**Assignment**. Copy out each line containing "cloud" from the entries below.

**Dataset excerpts**.

=-=-=

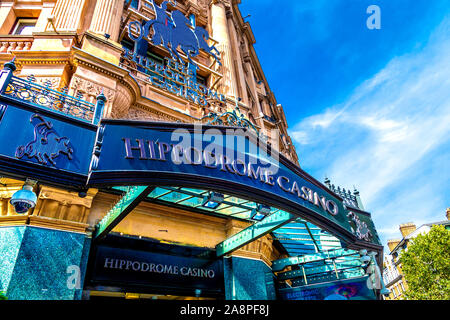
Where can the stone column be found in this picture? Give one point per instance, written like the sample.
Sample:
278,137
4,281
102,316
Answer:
106,18
67,15
221,34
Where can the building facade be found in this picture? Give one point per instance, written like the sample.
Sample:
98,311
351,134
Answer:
93,94
392,268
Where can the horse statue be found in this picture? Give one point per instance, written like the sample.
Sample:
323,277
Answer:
202,36
47,145
183,36
162,25
173,31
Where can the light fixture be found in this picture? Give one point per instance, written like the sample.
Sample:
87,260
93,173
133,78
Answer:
260,212
24,199
212,200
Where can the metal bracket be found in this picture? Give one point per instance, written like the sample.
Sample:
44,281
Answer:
254,232
121,209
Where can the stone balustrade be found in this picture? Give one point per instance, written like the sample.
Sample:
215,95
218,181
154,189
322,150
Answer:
8,44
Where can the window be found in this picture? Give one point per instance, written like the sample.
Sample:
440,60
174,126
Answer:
23,26
134,4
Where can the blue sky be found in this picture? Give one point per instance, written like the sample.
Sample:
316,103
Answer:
367,108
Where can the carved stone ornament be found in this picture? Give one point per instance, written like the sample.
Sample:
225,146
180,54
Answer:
47,145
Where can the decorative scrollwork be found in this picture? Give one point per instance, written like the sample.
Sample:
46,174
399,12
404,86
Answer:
229,118
360,228
44,96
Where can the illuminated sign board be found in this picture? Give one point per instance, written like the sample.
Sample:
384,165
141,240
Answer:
138,268
227,160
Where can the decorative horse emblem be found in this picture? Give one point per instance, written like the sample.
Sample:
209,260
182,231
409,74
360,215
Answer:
47,145
359,227
173,30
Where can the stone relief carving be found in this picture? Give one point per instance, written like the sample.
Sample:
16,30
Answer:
139,114
90,89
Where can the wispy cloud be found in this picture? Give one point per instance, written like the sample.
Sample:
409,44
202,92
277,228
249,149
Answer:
382,137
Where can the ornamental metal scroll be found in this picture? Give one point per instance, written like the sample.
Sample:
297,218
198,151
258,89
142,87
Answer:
172,30
47,145
230,118
44,96
359,228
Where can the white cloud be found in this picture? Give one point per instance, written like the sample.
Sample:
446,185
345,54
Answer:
394,120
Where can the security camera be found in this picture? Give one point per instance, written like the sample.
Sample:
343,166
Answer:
82,193
24,199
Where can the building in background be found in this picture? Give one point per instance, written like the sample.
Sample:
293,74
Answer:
392,268
97,199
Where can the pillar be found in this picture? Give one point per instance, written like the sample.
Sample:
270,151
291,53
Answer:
220,33
106,18
248,279
67,15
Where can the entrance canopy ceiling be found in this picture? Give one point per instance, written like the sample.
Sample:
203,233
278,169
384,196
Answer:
298,237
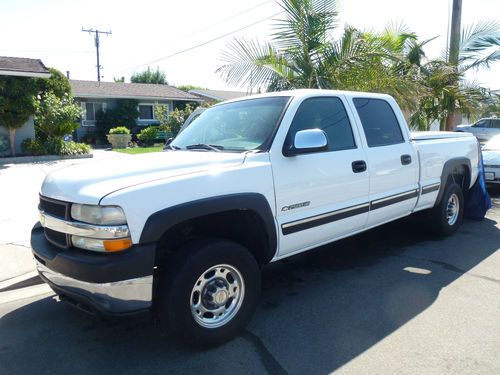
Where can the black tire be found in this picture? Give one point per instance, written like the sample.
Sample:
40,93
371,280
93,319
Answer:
441,221
187,268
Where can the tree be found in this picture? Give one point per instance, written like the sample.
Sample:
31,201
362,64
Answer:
125,113
17,104
303,55
56,116
173,121
448,90
57,84
149,76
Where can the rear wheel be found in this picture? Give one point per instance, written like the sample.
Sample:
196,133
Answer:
447,216
209,291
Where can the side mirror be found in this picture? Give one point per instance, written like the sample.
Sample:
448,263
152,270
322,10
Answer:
308,141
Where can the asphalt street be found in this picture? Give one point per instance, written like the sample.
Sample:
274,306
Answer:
394,300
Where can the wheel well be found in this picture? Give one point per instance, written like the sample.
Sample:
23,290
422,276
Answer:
242,226
460,174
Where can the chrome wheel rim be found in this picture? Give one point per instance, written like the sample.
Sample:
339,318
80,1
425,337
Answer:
452,209
217,296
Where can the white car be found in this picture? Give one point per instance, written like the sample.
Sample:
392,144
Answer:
183,233
491,160
484,129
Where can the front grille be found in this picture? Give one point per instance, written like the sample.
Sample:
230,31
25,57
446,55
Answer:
60,209
57,238
55,207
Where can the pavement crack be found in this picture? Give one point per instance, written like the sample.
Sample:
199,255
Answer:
271,364
450,267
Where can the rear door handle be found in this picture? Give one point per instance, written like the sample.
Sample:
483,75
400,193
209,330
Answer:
358,166
405,159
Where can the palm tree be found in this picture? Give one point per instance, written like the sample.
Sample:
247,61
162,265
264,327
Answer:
302,54
448,91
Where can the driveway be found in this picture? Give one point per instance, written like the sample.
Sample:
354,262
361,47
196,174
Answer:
393,300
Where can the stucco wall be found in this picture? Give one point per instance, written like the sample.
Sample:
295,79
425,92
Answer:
26,131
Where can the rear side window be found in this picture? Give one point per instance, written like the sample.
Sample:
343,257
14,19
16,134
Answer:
327,114
495,124
379,122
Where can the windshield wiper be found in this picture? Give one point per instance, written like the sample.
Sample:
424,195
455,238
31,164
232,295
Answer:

=-=-=

**Response area**.
Where can the wispy cloud be found in this picture? Give one point per instance, written like the sample.
Where can the white cloud be found in this picture? Give one point per instance, written like the sample.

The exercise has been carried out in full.